=== Source material ===

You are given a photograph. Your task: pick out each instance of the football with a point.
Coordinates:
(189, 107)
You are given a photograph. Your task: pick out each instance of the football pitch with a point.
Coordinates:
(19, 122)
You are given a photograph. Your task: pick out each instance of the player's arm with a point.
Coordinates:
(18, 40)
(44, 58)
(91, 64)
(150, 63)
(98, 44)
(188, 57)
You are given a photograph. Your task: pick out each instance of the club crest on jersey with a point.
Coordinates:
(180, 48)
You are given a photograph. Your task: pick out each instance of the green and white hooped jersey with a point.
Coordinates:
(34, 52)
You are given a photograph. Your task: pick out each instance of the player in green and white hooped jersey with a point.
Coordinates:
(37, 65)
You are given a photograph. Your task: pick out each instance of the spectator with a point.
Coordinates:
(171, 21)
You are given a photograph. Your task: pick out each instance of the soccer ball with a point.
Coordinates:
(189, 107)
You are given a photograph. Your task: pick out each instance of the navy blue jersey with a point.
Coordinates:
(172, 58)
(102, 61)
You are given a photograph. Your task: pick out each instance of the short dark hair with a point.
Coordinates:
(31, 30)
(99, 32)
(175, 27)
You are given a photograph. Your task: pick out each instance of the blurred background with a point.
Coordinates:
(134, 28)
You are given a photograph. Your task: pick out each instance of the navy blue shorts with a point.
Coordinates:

===

Your instructions:
In the records above, find the line containing "pitch with a point." and print it and every later line exactly, through the last one.

Expected answer:
You are given a photograph. Your task: pick out each instance of the football pitch with a point.
Coordinates:
(19, 122)
You are given a photograph. Your task: pick out each instance of the player's arm with a point.
Coordinates:
(18, 40)
(44, 58)
(91, 64)
(150, 63)
(98, 44)
(188, 57)
You are given a photograph. Your task: pick out each instance of the club crest on jersey with a point.
Coordinates:
(180, 48)
You are given a photograph. Your task: pick out each instance of the green and white hooped jersey with a point.
Coordinates:
(34, 52)
You are given a photograph. Your task: pick out each instance of the player in green and white hooped jersey with a point.
Coordinates:
(37, 65)
You are given a photograph. Your task: pick out each instance of the spectator with a point.
Coordinates:
(171, 21)
You are given a photograph. Your task: pick out each instance of the soccer ball with a point.
Coordinates:
(189, 107)
You are given a photograph. Your task: pick out each instance of the navy blue jersey with a point.
Coordinates:
(172, 58)
(102, 61)
You are given a photograph. Your task: pick out each instance of the short dark hair with a point.
Coordinates:
(31, 30)
(99, 32)
(175, 27)
You are given a photograph. Your task: pick out each instance of the blurred background with a point.
Coordinates:
(134, 28)
You are given a photograph. Your task: pick out each instance of the navy blue shorts with a point.
Coordinates:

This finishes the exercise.